-- PASSAGE --
<<<<

Ott might still be in prison if two television shows last year—one an installment of A&E’s American Justice series and the other a Court TV special meticulously researched by Catherine Crier—hadn’t championed his cause. Crier, who graduated from the Southern Methodist University law school and has worked as a prosecutor and a judge in Dallas, used her daily show to crusade for Ott’s parole. Her efforts elicited a flood of letters and e-mails to Governor Rick Perry’s office and the parole board, prodding a review of Ott’s status. At the hearing in January, Crier told parole board member Lynn Ruzicka, “If this [crime] had happened today, in 2004, it would probably be prosecuted as manslaughter” (for which the maximum sentence is twenty years). A few months later, Ruzicka, who teaches criminal justice at the University of Houston-Downtown, approved Ott’s parole and held her ground against protesters. So did parole board member Linda Garcia, a former Harris County prosecutor, who had voted to free Ott in 1999 and cast the second and decisive vote this year.

But Greg Ott wasn’t the only one who had been on my mind. I’d also been thinking of Carolyn Doherty, the slain Ranger’s widow. When I spoke with her a few years ago, I asked how she would feel when Ott was finally set free. A gentle and forgiving woman, she told me that she would be relieved. She would no longer have to join the Rangers’ protest every several years; she could close that chapter of her life, knowing she had done all she could for her husband.

As for Ott, he bears no malice toward Bob Prince or any of the hard-liners who opposed his parole. “I understand esprit de corps, loyalty,” he told me. “They are noble traits. I only wish they would understand I never intended to kill anyone.”

Related Content

  • maggie

    Mr. Ott must be a remarkable man indeed to not only accept his guilt but to control any bitter feelings he might have had given the treatment we can probably only guess at. Actually, this 26 years highlights true manhood in Mr. Ott and underlines the lack of, and the spirit of vengeance in Bob Prince. In the end, that vengeance consumed him and seemed more important than sparing the Widow of the slain ranger the yearly pain of his righteous anger. Because in truth, in 26 years, he never once thought of her. He must have been hell to live with (if indeed anyone bothered to continue having a life with him). He has a lot to learn from Mr. Ott, chief among which is that forgiveness frees you and unforgiveness sucks the life and spirit out of you and those around you. He might have learnt by now that a badge does not either a human or a Texas Ranger make.

>>>>

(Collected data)
<<<<

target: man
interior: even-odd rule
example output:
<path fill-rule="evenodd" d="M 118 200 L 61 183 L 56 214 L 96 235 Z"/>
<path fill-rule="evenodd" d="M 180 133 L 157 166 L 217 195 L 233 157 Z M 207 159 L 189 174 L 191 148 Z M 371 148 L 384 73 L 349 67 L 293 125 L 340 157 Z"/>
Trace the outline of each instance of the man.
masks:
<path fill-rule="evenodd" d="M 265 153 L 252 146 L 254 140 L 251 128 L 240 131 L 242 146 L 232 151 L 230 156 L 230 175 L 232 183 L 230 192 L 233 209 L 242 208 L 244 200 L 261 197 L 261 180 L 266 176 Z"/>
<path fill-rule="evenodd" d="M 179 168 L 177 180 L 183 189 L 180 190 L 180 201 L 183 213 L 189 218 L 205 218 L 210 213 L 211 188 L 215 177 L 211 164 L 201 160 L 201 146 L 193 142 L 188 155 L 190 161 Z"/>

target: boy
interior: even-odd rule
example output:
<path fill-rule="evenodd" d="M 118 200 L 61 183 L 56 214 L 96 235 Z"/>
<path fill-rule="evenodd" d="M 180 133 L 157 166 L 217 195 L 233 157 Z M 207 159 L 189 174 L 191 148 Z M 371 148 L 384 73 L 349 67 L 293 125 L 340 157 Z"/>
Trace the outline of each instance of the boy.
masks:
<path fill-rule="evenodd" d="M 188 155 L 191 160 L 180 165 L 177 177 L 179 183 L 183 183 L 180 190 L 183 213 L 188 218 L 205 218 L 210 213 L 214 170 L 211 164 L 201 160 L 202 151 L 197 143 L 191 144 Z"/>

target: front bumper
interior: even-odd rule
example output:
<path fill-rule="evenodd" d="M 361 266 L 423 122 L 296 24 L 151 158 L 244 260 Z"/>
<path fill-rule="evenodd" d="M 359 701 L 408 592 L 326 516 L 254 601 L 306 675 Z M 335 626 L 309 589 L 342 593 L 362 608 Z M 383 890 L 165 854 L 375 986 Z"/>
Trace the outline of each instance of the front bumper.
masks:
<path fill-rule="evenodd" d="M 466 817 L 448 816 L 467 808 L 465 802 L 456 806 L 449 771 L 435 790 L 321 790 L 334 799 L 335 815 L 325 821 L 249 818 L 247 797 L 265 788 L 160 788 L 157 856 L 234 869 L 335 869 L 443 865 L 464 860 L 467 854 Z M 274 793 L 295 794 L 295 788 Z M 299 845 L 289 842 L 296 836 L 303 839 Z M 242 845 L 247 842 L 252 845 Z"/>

>>>>
<<<<

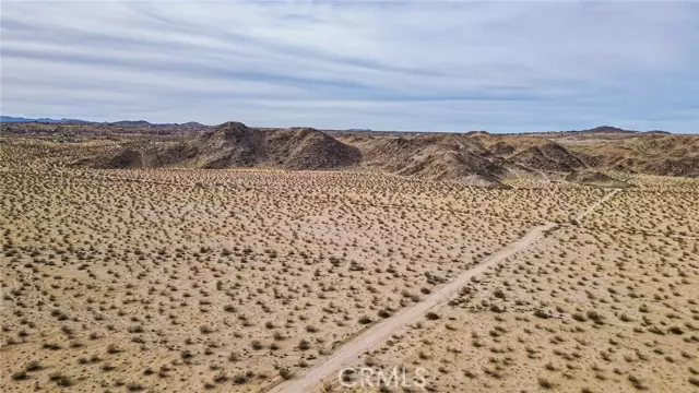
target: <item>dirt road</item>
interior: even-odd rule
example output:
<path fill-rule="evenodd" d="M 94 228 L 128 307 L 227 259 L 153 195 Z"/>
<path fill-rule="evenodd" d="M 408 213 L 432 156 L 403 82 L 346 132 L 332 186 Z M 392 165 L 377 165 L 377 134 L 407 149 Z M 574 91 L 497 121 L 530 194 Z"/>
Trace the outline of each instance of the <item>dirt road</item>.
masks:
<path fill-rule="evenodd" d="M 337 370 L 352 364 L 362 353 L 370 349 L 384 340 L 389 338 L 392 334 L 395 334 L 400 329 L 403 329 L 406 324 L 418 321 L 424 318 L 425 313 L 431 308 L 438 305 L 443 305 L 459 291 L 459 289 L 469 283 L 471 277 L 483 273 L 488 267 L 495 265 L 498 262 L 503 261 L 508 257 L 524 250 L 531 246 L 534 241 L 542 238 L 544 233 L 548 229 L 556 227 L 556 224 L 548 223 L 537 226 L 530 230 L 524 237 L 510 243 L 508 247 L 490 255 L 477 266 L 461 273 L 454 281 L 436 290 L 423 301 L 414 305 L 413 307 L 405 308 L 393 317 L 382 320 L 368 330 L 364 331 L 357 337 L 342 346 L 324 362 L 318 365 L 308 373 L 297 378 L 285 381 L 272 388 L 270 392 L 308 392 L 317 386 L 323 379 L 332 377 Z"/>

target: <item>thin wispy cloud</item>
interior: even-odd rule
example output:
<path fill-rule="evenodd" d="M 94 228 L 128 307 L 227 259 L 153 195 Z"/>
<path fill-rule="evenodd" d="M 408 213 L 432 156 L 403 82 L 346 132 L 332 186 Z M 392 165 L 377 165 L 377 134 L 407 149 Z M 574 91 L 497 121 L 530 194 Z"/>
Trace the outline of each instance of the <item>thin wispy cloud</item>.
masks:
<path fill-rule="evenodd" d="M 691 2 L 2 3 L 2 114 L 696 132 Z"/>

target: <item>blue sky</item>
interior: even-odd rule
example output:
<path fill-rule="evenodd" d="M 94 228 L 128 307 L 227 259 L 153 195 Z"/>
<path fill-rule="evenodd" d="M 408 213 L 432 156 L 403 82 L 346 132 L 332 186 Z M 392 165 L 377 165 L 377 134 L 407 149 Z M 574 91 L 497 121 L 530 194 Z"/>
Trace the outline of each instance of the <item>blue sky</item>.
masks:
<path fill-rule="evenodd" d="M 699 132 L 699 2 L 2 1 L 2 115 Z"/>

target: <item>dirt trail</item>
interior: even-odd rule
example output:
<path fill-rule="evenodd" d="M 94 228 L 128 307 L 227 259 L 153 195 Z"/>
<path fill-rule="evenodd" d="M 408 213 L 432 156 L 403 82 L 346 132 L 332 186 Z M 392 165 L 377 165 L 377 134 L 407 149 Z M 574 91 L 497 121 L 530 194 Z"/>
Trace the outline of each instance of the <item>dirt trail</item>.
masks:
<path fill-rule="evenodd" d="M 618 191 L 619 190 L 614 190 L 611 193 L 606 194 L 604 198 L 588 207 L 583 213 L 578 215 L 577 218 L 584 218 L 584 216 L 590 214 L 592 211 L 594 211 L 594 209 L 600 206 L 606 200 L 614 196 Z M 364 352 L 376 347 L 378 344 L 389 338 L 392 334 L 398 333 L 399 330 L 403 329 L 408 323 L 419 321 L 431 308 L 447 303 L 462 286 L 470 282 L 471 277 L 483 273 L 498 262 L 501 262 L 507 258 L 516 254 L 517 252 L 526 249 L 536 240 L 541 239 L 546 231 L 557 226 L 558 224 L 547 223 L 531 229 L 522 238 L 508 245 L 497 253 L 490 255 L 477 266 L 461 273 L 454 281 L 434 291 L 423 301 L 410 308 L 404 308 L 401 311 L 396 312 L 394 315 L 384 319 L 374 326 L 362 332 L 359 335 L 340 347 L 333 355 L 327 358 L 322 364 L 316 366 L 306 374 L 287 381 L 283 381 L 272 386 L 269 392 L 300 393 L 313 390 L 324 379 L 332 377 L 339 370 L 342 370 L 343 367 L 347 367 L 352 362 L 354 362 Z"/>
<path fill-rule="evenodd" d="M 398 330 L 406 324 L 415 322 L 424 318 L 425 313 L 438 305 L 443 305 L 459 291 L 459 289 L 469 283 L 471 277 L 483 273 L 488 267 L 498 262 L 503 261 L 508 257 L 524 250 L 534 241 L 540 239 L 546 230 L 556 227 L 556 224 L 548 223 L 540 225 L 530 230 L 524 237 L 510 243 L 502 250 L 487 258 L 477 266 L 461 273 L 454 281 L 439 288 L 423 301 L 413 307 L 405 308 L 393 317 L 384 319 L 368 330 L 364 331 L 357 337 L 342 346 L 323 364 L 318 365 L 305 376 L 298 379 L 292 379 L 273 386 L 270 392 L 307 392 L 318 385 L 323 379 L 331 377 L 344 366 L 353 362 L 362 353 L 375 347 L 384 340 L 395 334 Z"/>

>>>>

-- USING THE INFORMATION --
#1 List every full name (first and last name) of a person that appears in the Greg Ott parole article, in order of first appearance.
#2 Output the stretch of the Greg Ott parole article that opens with the words containing "Related Content" and closes with "Texas Ranger make.".
#3 Pick up the Greg Ott parole article after its last sentence and keep writing.

-- ANSWER SET --
#1 Catherine Crier, Rick Perry, Lynn Ruzicka, Linda Garcia, Greg Ott, Carolyn Doherty, Bob Prince

#2
Related Content

  • maggie

    Mr. Ott must be a remarkable man indeed to not only accept his guilt but to control any bitter feelings he might have had given the treatment we can probably only guess at. Actually, this 26 years highlights true manhood in Mr. Ott and underlines the lack of, and the spirit of vengeance in Bob Prince. In the end, that vengeance consumed him and seemed more important than sparing the Widow of the slain ranger the yearly pain of his righteous anger. Because in truth, in 26 years, he never once thought of her. He must have been hell to live with (if indeed anyone bothered to continue having a life with him). He has a lot to learn from Mr. Ott, chief among which is that forgiveness frees you and unforgiveness sucks the life and spirit out of you and those around you. He might have learnt by now that a badge does not either a human or a Texas Ranger make.

#3
    Finally, I actually do not believe that it was Mr. Ott’s gun that killed the ranger. I believe some or all of the Rangers know that. Remaining on the HARD offensive year after year, keeps the noise level focused on Mr. Ott and blocks out the sound of their own anger and guilt. Only God knows what happened and only He will judge in the end.

    • walter grant

      when they destroyed the original hole in the door that alone should
      have freed this man,i recieved clemency 27 years ago in il so i do
      know what this man had to go through just to show he was not the
      man they said he was.

  • Corinne

    This article is very “pro Ott,” so I’d take it with a grain of salt that the wife of the deceased Texas Ranger is “relieved” now that he’s out of prison. The facts are that for the previous 14 years this widow spoke out against Ott being released from prison. It’s doubtful that she had a sudden change of heart. She never remarried.

    • cwheeler27

      To be fair, most articles on this subject are probably going to be “pro Ott.” When you know all of the facts of the case, it’s kind of hard to think this guy deserved to be locked up for 26 years. Honestly, based on what was presented at trial, he should never have been convicted. The entire case was bungled from the get go. I take your point about the wife. I doubt the author made up the quote, but perhaps he took it out of context. She likely still wanted him locked up, but was simply saying it would be nice not to have to relive the tragedy every year through the protesting.